+++ Trecho selecionado +++
PSRM
17/08/2023 – Por Capitão de Corveta Paulo Felipe Ohara Messias – Ilha da Trindade
Única ilha oceânica brasileira com cursos de água permanentes, distante 1.140 quilômetros (km) de Vitória (ES) e 2.400 km da costa ocidental da África, a Ilha da Trindade, embora pouco conhecida pela maioria da população, é de suma importância para o país. Junto com as Ilhas Martin Vaz, distante 50 km a leste de Trindade, representam o marco leste da soberania nacional, garantida por meio de sua ocupação e de pesquisas que nelas são realizadas, as quais só ocorrem graças ao apoio logístico prestado pela Marinha do Brasil (MB) e o seu compromisso com a ciência.
+++
### Enunciado
Continue o texto sobre a Ilha da Trindade logo após a última frase apresentada.
+++ Dados fornecidos +++
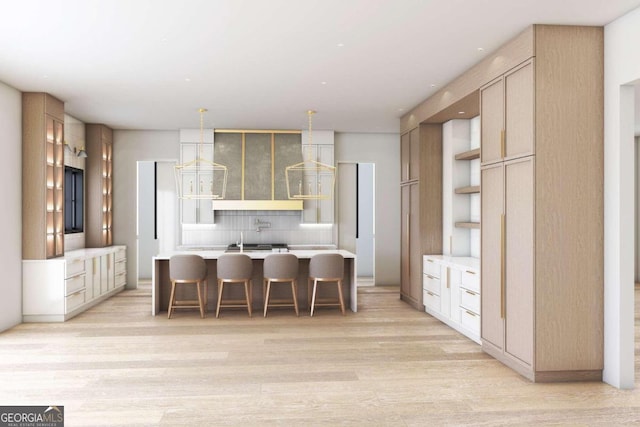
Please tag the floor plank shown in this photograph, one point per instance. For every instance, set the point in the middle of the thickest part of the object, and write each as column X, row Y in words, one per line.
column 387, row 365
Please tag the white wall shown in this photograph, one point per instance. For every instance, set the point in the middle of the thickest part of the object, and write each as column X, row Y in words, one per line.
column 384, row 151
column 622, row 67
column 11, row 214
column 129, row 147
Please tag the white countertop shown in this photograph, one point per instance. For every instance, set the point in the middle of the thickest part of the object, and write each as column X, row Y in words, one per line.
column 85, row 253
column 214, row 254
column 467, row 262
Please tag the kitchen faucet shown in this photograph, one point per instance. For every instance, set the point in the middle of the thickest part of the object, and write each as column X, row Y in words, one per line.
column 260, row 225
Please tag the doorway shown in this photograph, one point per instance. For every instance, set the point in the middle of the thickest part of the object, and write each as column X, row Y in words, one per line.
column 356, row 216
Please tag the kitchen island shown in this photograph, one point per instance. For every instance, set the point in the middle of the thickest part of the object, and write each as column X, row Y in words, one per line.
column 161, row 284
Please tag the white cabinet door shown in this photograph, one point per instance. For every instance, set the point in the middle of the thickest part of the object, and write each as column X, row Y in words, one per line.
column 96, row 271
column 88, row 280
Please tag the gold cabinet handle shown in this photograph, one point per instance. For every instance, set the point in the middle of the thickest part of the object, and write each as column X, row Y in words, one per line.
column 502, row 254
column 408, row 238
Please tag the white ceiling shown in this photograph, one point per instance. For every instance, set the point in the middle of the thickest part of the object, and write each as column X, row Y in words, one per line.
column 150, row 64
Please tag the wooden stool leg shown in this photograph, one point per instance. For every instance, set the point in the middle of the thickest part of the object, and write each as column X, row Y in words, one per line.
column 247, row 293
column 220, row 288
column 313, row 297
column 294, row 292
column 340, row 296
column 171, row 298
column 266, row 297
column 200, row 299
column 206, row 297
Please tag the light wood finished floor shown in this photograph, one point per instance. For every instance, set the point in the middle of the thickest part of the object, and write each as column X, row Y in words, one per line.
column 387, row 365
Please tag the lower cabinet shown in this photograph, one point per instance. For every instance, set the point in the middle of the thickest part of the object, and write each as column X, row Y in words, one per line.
+++
+++ Dados fornecidos +++
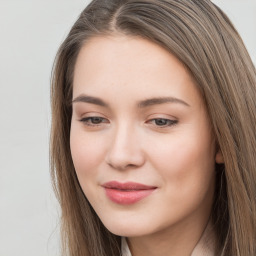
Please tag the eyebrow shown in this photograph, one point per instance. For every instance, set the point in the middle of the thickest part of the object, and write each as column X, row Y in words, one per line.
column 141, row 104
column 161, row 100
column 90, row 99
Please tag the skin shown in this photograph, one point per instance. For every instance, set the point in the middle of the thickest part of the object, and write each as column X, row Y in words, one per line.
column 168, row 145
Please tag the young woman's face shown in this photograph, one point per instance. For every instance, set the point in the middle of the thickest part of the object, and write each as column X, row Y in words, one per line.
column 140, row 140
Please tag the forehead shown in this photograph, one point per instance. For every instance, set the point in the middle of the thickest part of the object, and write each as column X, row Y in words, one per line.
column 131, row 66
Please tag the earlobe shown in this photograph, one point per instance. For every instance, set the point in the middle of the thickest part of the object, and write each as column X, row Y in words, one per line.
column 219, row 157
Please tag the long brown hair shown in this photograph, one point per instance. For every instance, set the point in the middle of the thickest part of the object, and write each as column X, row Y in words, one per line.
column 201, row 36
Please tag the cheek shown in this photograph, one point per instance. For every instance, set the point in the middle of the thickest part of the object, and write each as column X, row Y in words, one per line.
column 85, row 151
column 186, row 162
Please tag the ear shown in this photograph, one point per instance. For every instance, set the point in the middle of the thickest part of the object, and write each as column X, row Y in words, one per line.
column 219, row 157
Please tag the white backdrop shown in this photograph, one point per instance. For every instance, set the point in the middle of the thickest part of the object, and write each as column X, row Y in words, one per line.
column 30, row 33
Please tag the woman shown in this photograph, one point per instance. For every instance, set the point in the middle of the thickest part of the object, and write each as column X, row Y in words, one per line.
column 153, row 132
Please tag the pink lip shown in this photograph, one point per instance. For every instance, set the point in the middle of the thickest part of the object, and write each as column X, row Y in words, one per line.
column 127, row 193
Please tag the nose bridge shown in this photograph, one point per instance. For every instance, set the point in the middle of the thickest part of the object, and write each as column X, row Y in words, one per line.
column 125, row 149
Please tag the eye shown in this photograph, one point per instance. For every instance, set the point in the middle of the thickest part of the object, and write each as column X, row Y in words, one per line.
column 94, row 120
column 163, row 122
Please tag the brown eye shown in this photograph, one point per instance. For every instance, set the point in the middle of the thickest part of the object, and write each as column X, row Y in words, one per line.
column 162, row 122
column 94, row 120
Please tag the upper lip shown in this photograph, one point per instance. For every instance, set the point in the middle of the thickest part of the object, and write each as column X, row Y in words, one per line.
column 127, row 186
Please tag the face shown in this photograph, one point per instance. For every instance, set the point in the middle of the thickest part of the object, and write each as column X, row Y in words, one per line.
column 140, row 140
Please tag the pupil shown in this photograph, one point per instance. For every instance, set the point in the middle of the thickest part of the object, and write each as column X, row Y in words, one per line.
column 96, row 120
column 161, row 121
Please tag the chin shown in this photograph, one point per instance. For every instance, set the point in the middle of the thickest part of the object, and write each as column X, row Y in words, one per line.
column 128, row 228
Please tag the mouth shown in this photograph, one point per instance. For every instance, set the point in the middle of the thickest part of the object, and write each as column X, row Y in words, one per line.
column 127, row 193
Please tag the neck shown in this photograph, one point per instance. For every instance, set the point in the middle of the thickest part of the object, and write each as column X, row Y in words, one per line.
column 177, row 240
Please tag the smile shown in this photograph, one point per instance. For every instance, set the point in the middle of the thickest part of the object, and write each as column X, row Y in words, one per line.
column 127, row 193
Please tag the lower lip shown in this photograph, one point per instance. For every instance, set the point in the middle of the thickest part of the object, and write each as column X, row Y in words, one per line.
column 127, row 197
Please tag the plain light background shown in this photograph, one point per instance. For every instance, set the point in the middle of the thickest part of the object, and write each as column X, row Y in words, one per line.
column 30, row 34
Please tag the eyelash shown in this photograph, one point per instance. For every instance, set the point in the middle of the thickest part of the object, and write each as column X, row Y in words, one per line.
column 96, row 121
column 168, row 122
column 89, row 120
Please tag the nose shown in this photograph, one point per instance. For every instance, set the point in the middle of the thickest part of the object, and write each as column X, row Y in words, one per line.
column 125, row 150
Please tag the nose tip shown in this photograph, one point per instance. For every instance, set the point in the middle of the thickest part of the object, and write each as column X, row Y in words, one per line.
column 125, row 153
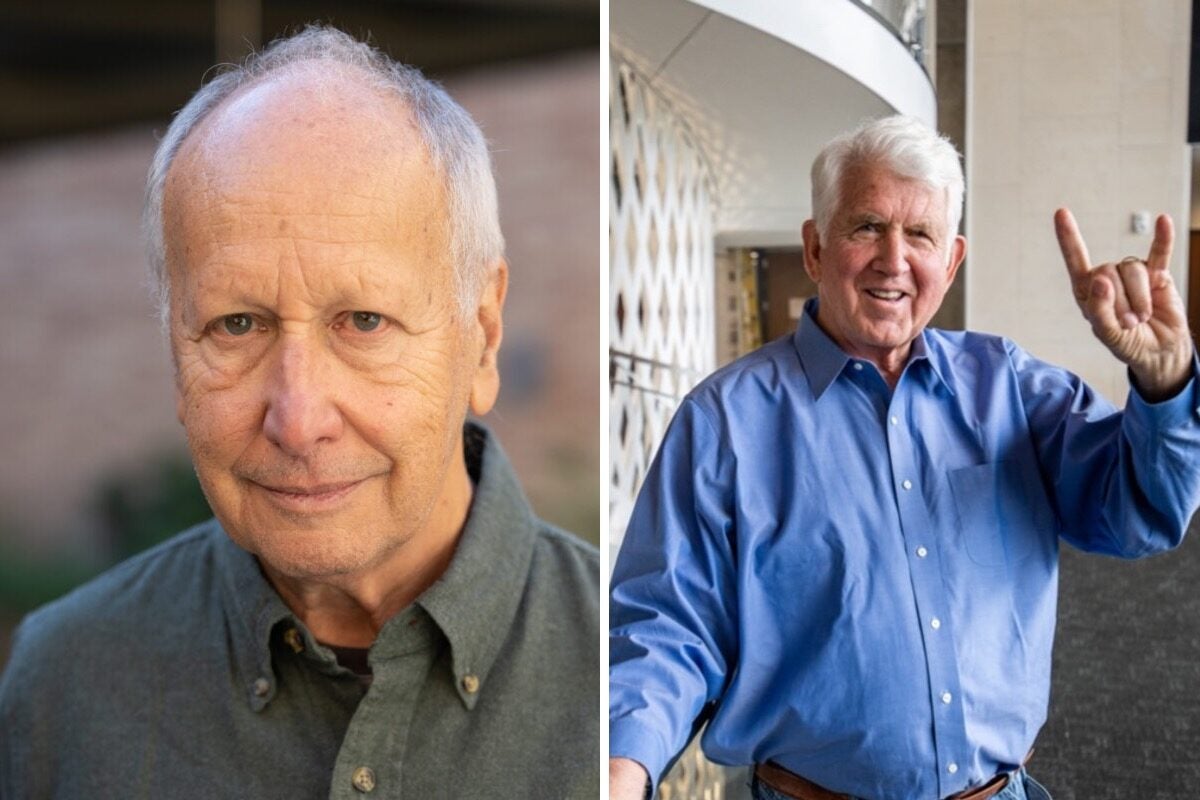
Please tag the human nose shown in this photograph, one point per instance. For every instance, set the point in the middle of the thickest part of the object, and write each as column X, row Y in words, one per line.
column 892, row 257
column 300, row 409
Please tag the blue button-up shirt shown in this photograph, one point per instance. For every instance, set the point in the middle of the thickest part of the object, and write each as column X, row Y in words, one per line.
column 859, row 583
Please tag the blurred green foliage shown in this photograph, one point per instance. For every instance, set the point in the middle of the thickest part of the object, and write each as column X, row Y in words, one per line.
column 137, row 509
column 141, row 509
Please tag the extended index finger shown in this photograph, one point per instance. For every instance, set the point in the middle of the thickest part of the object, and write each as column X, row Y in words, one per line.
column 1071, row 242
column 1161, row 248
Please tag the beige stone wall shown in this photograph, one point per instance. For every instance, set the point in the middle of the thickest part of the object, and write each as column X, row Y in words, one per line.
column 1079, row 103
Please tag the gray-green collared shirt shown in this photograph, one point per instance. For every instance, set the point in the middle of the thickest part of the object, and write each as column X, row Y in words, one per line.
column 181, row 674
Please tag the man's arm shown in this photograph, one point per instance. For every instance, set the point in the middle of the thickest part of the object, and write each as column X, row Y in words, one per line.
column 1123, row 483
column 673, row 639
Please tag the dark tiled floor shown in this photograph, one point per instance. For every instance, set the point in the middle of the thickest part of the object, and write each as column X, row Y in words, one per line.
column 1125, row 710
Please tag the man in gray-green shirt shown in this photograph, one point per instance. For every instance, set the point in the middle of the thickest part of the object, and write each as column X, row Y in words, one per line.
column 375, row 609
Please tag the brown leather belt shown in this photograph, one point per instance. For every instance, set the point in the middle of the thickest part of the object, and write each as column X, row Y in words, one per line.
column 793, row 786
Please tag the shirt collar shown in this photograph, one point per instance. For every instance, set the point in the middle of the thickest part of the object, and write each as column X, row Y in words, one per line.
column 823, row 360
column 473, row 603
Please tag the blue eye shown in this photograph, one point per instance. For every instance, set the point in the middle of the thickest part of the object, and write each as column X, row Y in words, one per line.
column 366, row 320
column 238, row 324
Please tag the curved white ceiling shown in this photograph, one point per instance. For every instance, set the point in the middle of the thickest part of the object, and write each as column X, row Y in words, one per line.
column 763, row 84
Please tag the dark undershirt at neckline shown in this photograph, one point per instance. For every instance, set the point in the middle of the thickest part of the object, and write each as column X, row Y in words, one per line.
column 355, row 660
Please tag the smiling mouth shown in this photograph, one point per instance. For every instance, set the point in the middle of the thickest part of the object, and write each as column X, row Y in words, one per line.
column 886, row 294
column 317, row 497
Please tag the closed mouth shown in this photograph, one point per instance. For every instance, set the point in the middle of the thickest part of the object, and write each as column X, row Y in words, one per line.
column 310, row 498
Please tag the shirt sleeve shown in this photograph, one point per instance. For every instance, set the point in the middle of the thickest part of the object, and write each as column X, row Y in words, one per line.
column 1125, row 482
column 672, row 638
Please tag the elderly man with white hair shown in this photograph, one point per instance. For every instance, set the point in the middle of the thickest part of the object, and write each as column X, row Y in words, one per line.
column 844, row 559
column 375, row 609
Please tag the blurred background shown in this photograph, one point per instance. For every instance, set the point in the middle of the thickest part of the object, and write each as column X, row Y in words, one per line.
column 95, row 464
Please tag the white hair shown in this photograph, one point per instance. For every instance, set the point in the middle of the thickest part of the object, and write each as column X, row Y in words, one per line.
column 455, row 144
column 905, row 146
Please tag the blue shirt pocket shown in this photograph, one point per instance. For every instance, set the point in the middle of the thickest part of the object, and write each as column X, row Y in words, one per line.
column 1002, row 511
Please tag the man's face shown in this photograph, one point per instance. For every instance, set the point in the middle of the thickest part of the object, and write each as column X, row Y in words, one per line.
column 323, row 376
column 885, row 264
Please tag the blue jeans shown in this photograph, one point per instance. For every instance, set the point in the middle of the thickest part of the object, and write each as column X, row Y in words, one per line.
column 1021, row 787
+++
### Resposta do exercício
Descoberta em 1501 pelo navegador português João da Nova e incorporada ao território brasileiro em 1822, a primeira notícia de desembarque na ilha ocorreu em 1700, quando o astrônomo inglês Edmund Halley tomou posse do território em nome da Inglaterra ao pensar ter descoberto uma nova ilha. A introdução de espécies exóticas invasoras como as cabras, porcos e camundongos na ilha por meio dos exploradores que chegavam ao local prejudicaram o ecossistema e levaram à devastação da flora ao longo dos anos. Desse modo, a rica floresta tropical que existia na ilha até os séculos XVII e XVIII, atualmente, reduziu-se a uma vegetação composta por gramíneas, ervas e uma floresta de samambaias gigantes com tamanhos só registrados no local.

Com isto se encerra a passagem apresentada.